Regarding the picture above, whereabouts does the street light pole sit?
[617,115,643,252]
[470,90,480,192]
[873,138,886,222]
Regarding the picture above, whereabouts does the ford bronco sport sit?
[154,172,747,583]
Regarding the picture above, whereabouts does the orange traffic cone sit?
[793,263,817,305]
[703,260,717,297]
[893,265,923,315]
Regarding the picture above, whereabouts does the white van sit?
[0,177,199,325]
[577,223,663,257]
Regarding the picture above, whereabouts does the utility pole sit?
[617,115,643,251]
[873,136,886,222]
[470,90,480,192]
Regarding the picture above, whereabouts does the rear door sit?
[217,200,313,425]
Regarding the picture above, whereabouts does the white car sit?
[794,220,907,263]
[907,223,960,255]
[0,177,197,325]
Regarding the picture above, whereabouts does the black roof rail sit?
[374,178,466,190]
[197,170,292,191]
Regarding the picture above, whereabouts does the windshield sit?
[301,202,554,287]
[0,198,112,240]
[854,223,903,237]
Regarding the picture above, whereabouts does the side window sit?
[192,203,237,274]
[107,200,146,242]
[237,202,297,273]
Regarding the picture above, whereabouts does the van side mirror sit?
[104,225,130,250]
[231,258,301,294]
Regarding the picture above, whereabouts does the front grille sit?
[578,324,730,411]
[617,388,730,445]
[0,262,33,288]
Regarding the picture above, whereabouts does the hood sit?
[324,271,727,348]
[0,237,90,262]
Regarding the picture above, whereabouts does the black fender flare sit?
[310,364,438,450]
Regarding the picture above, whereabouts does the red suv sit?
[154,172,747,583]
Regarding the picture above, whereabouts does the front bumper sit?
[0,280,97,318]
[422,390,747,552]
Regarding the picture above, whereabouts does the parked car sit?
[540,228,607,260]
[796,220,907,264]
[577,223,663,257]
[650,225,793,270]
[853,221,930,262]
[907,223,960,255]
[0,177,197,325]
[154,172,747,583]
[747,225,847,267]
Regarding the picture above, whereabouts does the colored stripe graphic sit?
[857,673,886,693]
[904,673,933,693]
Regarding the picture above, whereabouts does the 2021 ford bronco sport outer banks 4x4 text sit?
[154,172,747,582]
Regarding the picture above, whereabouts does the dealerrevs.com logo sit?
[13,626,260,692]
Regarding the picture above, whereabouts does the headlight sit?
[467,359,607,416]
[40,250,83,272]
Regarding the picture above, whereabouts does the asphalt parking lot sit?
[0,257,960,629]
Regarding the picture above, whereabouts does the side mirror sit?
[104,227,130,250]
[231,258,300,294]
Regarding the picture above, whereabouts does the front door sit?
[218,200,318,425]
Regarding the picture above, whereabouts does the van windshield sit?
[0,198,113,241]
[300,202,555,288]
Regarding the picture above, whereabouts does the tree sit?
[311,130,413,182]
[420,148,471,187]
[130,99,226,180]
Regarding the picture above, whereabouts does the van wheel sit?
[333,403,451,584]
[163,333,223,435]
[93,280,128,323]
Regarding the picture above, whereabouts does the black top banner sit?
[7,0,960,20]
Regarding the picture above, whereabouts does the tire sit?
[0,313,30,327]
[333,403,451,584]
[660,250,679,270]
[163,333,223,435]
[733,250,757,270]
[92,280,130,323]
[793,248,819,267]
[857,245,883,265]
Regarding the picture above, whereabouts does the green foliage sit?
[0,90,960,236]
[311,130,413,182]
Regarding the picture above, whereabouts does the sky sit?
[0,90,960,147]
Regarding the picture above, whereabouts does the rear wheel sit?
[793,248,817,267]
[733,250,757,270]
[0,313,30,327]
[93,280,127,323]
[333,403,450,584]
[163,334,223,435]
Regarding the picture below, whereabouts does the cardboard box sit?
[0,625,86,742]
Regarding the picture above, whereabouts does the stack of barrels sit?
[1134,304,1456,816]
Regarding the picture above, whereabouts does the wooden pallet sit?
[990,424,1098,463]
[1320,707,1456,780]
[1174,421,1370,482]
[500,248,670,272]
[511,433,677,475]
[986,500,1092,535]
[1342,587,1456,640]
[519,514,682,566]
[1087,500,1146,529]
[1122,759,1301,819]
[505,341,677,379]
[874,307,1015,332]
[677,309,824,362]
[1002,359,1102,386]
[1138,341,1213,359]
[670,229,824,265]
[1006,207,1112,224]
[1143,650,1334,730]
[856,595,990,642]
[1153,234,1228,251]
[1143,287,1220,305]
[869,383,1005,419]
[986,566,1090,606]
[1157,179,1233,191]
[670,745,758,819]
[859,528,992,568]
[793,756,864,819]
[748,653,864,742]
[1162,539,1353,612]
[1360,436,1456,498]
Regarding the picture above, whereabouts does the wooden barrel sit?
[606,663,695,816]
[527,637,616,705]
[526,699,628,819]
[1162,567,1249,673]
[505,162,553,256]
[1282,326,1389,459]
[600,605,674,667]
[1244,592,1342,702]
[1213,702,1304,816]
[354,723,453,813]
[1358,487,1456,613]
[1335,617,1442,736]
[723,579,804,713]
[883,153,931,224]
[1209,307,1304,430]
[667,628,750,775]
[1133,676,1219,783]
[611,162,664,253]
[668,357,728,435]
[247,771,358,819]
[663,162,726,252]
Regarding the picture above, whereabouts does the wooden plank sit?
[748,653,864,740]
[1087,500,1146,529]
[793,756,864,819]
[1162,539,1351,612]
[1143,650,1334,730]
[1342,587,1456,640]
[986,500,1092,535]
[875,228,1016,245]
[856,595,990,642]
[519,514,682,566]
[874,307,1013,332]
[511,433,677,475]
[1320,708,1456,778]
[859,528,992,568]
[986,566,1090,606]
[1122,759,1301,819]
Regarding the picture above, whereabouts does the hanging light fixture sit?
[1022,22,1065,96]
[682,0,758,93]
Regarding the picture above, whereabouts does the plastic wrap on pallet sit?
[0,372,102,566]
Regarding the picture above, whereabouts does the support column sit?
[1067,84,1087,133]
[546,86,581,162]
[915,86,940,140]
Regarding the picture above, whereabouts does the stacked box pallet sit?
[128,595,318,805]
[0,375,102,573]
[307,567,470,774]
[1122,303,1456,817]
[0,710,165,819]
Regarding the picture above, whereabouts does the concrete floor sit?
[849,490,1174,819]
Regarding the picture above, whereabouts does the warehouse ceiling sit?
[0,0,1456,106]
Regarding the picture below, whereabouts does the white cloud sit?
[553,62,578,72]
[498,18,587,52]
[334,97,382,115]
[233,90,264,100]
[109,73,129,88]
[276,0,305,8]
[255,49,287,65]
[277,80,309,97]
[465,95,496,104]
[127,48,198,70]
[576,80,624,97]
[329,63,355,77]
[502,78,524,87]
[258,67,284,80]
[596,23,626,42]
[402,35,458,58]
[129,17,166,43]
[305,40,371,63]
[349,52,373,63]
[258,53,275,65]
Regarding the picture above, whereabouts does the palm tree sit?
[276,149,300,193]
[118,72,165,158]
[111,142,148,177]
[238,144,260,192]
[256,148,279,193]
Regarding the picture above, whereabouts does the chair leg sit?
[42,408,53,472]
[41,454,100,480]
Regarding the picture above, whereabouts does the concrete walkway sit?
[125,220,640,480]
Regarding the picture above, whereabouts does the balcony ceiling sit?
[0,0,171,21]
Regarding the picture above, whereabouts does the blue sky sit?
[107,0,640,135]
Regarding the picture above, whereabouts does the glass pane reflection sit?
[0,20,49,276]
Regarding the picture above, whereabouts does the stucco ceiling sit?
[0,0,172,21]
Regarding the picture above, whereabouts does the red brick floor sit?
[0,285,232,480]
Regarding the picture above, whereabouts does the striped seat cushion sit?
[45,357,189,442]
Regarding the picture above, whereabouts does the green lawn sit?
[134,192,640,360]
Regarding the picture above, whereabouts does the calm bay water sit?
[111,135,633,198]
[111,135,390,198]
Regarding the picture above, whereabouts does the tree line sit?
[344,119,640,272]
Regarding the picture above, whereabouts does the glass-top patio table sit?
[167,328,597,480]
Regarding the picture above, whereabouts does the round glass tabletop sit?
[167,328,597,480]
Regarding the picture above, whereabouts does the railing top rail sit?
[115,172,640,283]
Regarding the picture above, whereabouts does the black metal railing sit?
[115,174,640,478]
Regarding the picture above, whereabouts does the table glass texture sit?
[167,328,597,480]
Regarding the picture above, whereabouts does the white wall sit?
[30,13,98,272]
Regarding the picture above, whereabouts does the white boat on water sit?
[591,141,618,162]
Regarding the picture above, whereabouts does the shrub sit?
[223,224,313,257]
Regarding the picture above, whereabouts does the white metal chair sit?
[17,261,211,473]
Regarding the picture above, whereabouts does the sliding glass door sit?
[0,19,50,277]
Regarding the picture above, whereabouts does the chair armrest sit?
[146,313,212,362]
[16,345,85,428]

● INSTRUCTIONS FOR THE TASK:
Put into a numbered list the lines of the records beginning with the line containing "Regarding the picture above, whereabouts does the black metal" and ending with the line containing "[0,19,50,277]", including both of those lines and omitting any blank lines.

● EXERCISE RESPONSE:
1. Regarding the picture above, whereabouts does the black metal railing sit?
2. [115,174,640,478]
3. Regarding the picture above, whereabouts does the table glass texture sit?
4. [167,328,597,480]
5. Regarding the picture above, whereabouts does the white wall sit?
6. [30,13,98,272]
7. Regarding the picture above, whereabouts does the white boat on water sit?
8. [591,141,618,162]
9. Regarding the picture above, whereabouts does the shrub sit?
10. [223,224,313,257]
11. Regarding the picture above, whereabouts does the white metal chair sit?
12. [17,261,211,473]
13. Regarding the picture above, whereabouts does the sliding glass door sit?
14. [0,19,50,277]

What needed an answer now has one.